Énoncé de l'exercice:
Dans l'extrait sur le tabagisme et la MC, en quelle année et par qui la première étude liant la MC au tabagisme a-t-elle été réalisée ? Répondez en une phrase, s'il vous plaît.

Le pourcentage de fumeurs actifs dans un groupe de patients atteints de MC est significativement plus élevé que celui observé dans une population témoin appariée selon le sexe et l’âge (45-55% vs 30-40%). La première étude établissant une relation entre la MC et le tabagisme date de 1984 et a été réalisée par Sommerville et al. Il s’agit d’une étude cas-témoins incluant 82 patients atteints de la MC et des patients contrôles, interrogés sur leurs habitudes tabagiques. Cette étude révèle que les patients atteints de la MC sont plus sujets à fumer que les patients contrôles. En effet, le risque relatif de développer la MC est de 4.8 pour ceux qui fumaient au moment du diagnostic, et de 3.5 pour les fumeurs actuels par rapport aux groupes témoins . La méta-analyse de Calkins atteste de façon probante de l’implication du tabagisme dans la MC : le risque d’être atteint de cette maladie chez le fumeur est le double de celui chez le non-fumeur (odds ratio OR 2.0 intervalle de confiance à 95% IC : 1.65-2.47) et les anciens fumeurs ont plus de risque de développer la maladie que les non-fumeurs (OR : 1.8, IC 95% : 1.33-2.51). D’autres études telles que Mahid et al. en 2006 (association positive MC et tabagisme actuel : OR poolé :1.76)  ou plus récemment en 2014 Karczewski et al. réalisant une étude sur 95 patients atteints de MICI dont 51 atteints de MC comprenant 33 fumeurs (60%) confirment les études précédentes . Chez les patients atteints de MC, une relation dose-effet a été mise en évidence, les gros fumeurs présentent une maladie plus active et un risque plus important de rechute. Cependant, une consommation à moins de 10 cigarettes par jour («petit fumeur») représente un risque augmenté par rapport aux non-fumeurs en termes d’activité de la maladie et de besoins thérapeutiques. Cette étude montre qu’un tabagisme même modéré est néfaste . Cette association positive entre MC et tabagisme ne s’applique pas à tous les groupes ethniques ou à toutes les régions géographiques. Le tabac n’a en effet presque aucune influence sur les MICI chez les juifs d’Israël. Des facteurs génétiques joueraient un rôle protecteur vis-à-vis des effets délétères du tabagisme dans la population juive .

Données de l'exercice:
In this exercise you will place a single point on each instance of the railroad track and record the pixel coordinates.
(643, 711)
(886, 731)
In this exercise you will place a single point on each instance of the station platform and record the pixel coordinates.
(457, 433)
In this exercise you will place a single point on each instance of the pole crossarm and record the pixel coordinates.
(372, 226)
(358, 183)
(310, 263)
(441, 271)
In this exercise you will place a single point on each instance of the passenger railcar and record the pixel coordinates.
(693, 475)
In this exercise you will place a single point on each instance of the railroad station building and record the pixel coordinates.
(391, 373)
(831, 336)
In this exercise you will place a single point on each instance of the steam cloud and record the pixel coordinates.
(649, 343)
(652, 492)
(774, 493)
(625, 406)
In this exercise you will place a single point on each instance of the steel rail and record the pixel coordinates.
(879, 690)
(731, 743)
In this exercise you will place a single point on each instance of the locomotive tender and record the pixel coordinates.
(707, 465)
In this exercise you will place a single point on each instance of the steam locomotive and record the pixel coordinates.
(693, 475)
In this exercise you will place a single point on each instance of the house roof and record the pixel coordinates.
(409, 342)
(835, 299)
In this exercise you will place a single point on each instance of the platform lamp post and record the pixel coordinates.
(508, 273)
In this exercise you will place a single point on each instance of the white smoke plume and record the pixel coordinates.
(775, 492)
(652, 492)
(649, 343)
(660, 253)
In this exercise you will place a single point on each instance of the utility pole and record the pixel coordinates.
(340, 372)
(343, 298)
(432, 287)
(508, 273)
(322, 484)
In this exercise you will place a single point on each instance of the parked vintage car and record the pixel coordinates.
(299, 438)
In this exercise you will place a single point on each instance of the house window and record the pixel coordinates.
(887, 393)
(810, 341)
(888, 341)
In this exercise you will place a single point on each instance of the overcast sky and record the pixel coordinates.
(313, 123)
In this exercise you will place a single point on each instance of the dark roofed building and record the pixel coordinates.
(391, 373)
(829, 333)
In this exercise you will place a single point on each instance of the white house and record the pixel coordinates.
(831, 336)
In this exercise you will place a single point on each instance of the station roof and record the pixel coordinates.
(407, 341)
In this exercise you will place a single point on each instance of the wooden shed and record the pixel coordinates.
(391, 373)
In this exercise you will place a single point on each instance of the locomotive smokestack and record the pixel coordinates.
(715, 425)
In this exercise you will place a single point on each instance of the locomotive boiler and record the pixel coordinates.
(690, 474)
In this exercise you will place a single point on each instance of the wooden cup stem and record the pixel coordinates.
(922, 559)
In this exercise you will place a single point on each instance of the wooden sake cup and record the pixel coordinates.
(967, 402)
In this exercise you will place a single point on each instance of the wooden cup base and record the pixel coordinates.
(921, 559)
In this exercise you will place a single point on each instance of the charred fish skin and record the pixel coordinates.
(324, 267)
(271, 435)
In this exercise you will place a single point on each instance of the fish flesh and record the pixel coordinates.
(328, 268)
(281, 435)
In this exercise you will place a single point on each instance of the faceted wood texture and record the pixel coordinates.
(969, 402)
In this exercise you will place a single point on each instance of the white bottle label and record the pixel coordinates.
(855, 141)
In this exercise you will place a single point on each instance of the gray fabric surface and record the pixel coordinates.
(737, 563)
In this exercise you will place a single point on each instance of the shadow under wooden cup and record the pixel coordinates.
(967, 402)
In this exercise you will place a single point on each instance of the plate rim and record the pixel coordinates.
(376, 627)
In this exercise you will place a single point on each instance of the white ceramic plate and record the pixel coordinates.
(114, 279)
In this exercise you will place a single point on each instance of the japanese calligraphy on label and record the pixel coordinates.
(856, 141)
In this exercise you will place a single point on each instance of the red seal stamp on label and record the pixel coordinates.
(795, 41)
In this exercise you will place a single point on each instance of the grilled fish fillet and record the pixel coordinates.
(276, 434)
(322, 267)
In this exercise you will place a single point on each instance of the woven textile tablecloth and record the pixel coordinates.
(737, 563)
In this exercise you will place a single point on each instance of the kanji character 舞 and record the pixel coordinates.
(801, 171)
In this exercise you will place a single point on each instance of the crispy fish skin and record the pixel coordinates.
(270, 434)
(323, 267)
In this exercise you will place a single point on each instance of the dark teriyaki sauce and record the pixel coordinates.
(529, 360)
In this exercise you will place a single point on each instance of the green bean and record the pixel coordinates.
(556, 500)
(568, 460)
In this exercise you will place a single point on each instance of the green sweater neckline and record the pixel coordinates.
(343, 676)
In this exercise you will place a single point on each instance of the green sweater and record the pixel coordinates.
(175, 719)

Corrigé de l'exercice:
Elle a été réalisée en 1984 par Sommerville et al.